> **PROBLEM**:
Each line of the data is to be output verbatim, with the images removed.

━━━ DATA

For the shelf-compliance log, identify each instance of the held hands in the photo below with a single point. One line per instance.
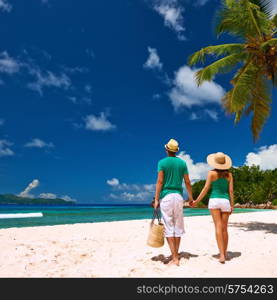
(156, 204)
(193, 203)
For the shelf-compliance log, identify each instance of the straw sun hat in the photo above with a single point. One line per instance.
(172, 146)
(219, 161)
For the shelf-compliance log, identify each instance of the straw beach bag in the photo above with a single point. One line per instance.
(156, 232)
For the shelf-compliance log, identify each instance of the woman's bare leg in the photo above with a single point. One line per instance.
(177, 243)
(216, 214)
(174, 252)
(225, 218)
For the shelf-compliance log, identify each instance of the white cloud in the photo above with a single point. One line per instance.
(4, 148)
(47, 79)
(153, 61)
(213, 114)
(131, 192)
(200, 2)
(194, 116)
(68, 198)
(8, 64)
(100, 123)
(197, 171)
(265, 158)
(47, 196)
(38, 143)
(54, 196)
(156, 96)
(186, 93)
(88, 88)
(113, 182)
(5, 6)
(31, 186)
(171, 11)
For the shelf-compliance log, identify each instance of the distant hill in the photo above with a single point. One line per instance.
(13, 199)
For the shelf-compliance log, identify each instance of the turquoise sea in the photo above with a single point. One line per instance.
(54, 215)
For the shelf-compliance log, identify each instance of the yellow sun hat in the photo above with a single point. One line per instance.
(219, 161)
(172, 146)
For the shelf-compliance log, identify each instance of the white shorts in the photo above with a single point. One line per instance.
(172, 213)
(220, 203)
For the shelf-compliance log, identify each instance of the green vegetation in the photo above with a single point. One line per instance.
(254, 58)
(251, 184)
(12, 199)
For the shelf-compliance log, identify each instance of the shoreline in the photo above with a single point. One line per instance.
(101, 250)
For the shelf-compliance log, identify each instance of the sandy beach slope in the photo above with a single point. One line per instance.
(118, 249)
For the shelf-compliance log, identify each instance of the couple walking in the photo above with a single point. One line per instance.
(171, 173)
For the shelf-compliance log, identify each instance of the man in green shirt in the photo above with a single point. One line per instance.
(172, 171)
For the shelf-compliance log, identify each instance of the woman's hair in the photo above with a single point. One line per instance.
(222, 173)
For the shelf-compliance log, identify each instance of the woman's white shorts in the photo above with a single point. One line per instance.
(220, 203)
(172, 213)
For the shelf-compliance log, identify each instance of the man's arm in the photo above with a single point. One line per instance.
(205, 189)
(159, 186)
(188, 187)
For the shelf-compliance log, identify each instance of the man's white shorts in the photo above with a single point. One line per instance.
(220, 203)
(172, 213)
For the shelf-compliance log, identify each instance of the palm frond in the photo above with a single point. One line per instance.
(265, 6)
(260, 105)
(239, 96)
(218, 50)
(222, 65)
(242, 18)
(271, 42)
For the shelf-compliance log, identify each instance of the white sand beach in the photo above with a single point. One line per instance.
(118, 249)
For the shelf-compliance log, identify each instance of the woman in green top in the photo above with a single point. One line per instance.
(221, 202)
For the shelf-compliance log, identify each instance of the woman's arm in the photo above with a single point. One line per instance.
(231, 191)
(205, 189)
(188, 187)
(159, 186)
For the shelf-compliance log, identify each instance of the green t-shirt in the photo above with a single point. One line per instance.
(174, 169)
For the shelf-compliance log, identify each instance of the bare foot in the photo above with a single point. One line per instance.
(227, 257)
(174, 262)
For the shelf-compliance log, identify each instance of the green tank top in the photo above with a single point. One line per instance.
(220, 188)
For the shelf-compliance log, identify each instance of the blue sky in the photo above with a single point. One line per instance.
(91, 91)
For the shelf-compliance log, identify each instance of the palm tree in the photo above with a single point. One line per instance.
(256, 58)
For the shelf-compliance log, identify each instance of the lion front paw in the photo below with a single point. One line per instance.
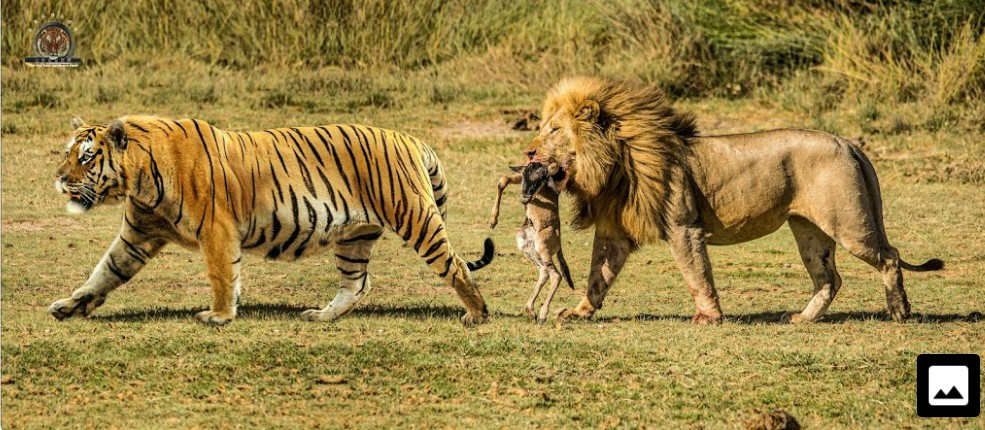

━━━━━━

> **RESPONSE FOR THIS EXERCISE**:
For the shelf-compliance log, identify each instance of the held hands in the photo below with a single point. One line per instance.
(156, 204)
(193, 203)
For the shelf-compliance log, identify each instance of the straw sun hat in the photo above with a single point. One line per instance.
(172, 146)
(219, 161)
For the shelf-compliance log, identify each instance of the straw beach bag in the photo above with a single point. One line per instance.
(156, 232)
For the shelf-compliance log, identify each instance of the woman's bare leg in the photo above with a single point. One line per instance.
(177, 243)
(216, 214)
(174, 252)
(225, 218)
For the shelf-compliance log, identify each instance of the white cloud in the photo above with a single point. One line per instance.
(4, 148)
(47, 79)
(153, 61)
(213, 114)
(131, 192)
(200, 2)
(194, 116)
(68, 198)
(8, 64)
(100, 123)
(197, 171)
(265, 158)
(47, 196)
(38, 143)
(54, 196)
(156, 96)
(186, 93)
(88, 88)
(113, 182)
(5, 6)
(31, 186)
(171, 11)
For the shelf-compliance log, identify each instance of the distant hill in the photo above with a single point. One line per instance.
(13, 199)
For the shelf-compliance log, identify each instance of the turquoise sea in the photo above with a single point. One line per instance.
(54, 215)
For the shelf-compliance log, identify each instance of the yellow sun hat in the photo above with a single point. One line per instance.
(219, 161)
(172, 146)
For the shelf-compliance log, identify each instance of the white shorts in the photo above with a single point. One line per instance.
(172, 213)
(220, 203)
For the shelf-compliance log, identify each instance of the green vegetation in the photo above with a single point. One line per instance.
(254, 58)
(251, 184)
(12, 199)
For the shelf-compliance log, identify each instance of the shoreline in the photo above with a single point. One line per instance.
(101, 250)
For the shelf-compliance log, identify each instance of the sandy beach slope in the photo above with a single point. One line per instance.
(118, 249)
For the shelf-compliance log, identify each instance of the couple walking in the photo above with a single point. One line per instance.
(171, 173)
For the shelf-compliance log, identify each instance of the man in green shirt in the photo above with a single point. One line per instance.
(172, 171)
For the shelf-compliance log, identify each instance of the woman's hair in the photo above with a single point. One line per instance.
(222, 173)
For the shelf-compliance log, identify each instance of the woman's white shorts in the photo above with a single point. One line per instance.
(220, 203)
(172, 213)
For the shelf-compliance log, identify each instance of the man's arm in the photo above with a single point. One line per instance.
(205, 189)
(159, 186)
(188, 187)
For the shelf-compliance log, identify each instance of the man's white shorts in the photo above with a single point. One line per instance.
(220, 203)
(172, 213)
For the shelf-compliance log, identify each instance of the palm frond in the photo above with a single point. One line per instance.
(265, 6)
(260, 105)
(239, 96)
(218, 50)
(222, 65)
(242, 18)
(271, 42)
For the shelf-compliance log, identify each instance of the white sand beach in the photo above with a single point. One line per instance.
(118, 249)
For the shelf-compliance log, identify each instance of the woman in green top in the photo above with a single point. One line per instance.
(221, 202)
For the shelf-compliance log, identify each instance of the woman's arm in the photo above with a single point. One line per instance.
(231, 191)
(205, 189)
(188, 187)
(159, 186)
For the shelf-compliance log, identify each instance of the green t-shirt in the photo above with a single point. One line per instance.
(174, 169)
For the shelf-compliance log, identify each instance of the bare foot in the photo above with a single point. One line per instance.
(227, 257)
(174, 262)
For the shelf-compliance log, identify each instance of the green tank top in the photo above with a single point. One line per instance.
(220, 188)
For the shelf-compliance log, identify each instance of the blue sky in the photo above with a single point. One line per instance.
(91, 91)
For the shelf-compliance log, identify each instance of the palm tree in the photo above with a single point. One line per instance.
(256, 58)
For the shelf-compliance log, identify each instance of the lion front paw in the photo below with a single point. One line per instance.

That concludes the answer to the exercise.